### Document excerpt:
###

4.4. Habitat and Threats

Igatu village underwent significant development during the mid-19th century, emerging as a prominent center of artisanal “garimpo” mining fueled by intensive diamond extraction between approximately 1846 and 1871. Mining activities continued into the early 20th century, propelling the village’s population to a peak of around 4600 inhabitants [71]. The subsequent decline of diamond mining, however, resulted in substantial depopulation and economic contraction, leaving the current population at fewer than 500 residents. Architectural remnants, such as abandoned stone buildings and mining infrastructure, persist as tangible evidence of this historical period.

The siliciclastic caves located in the vicinity of Igatu village have undergone substantial anthropogenic alterations resulting from historical diamond extraction activities [40]. These interventions led to significant modifications, including the enlargement of pre-existing conduits and the excavation of entirely new passages, as documented in Gruna Canal da Fumaça (Figure 9B) and Gruna Lava Pé caves, habitats of I. cavernicola gen. et sp. nov. Among the visible alterations are the construction of low stone walls (Figure 9C), accumulations of rock debris derived from excavation activities along the cave floors and side walls (Figure 9D), and the presence of artificial galleries carved into the rock.

Although other caves in the region have previously been the focus of biological inventories, specimens of I. cavernicola gen. et sp. nov. have so far been recorded exclusively in Gruna Canal da Fumaça, Gruna Lava Pé, and Gruta Rio dos Pombos caves. In all localities, population densities were relatively low, with individuals observed only sporadically within the aphotic zones of the caves (Figure 9E), contrasting with most Brazilian cave-dwelling phalangopsid crickets, which are often found in considerably higher abundances [72,73,74]. As there are no historical records of this species prior to anthropogenic disturbances, it remains impossible to determine whether the observed low population densities reflect the species’ natural condition or result from significant habitat alterations that may have led to population declines. Notably, no specimens were observed near cave entrances, indicating a marked preference for hypogean conditions, at least during daytime

The primary organic resources observed in these caves, which could potentially serve as food sources for the species, consist of plant detritus transported and deposited by water flows throughout the cave passages, along with sparse small accumulations of guano. In this context, I. cavernicola gen. et sp. nov. likely plays an important role in nutrient cycling by consuming decomposing organic matter, thus contributing to the functioning of the cave ecosystems in which it occurs. Additionally, as observed for other phalangopsid crickets [75], the species may serve as a food source for cave predators, further highlighting its ecological significance in subterranean habitats.

###

### Material shown:
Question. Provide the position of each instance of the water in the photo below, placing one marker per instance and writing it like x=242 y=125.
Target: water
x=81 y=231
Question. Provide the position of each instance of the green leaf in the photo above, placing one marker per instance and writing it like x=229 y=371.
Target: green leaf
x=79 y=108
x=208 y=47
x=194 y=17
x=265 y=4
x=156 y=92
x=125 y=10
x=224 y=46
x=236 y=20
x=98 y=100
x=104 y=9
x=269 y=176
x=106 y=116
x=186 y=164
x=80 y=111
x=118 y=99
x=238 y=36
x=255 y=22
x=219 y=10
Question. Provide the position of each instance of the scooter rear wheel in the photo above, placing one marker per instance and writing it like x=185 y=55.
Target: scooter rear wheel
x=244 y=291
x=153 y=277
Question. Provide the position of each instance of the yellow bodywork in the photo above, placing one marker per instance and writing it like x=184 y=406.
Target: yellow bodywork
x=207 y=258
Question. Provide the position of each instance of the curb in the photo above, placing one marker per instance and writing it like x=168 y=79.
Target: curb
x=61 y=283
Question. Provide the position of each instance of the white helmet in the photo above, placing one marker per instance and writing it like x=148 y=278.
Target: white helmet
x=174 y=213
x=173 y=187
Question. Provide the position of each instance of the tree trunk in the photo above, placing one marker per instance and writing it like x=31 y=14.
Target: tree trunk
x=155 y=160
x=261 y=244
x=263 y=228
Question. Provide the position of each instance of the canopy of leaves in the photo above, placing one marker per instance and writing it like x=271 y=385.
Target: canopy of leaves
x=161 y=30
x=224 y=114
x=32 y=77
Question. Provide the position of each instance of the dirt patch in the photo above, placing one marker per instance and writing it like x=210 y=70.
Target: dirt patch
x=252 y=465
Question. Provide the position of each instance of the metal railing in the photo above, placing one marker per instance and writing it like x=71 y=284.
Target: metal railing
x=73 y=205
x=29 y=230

###

### What you are asked to do:
Rewrite the passage on habitat and threats, starting with "Igatu village underwent" and going on through "this historical period.", so that "settlement" takes the place of "village".

### Response area:
Igatu settlement underwent significant development during the mid-19th century, emerging as a prominent center of artisanal “garimpo” mining fueled by intensive diamond extraction between approximately 1846 and 1871. Mining activities continued into the early 20th century, propelling the settlement’s population to a peak of around 4600 inhabitants [71]. The subsequent decline of diamond mining, however, resulted in substantial depopulation and economic contraction, leaving the current population at fewer than 500 residents. Architectural remnants, such as abandoned stone buildings and mining infrastructure, persist as tangible evidence of this historical period.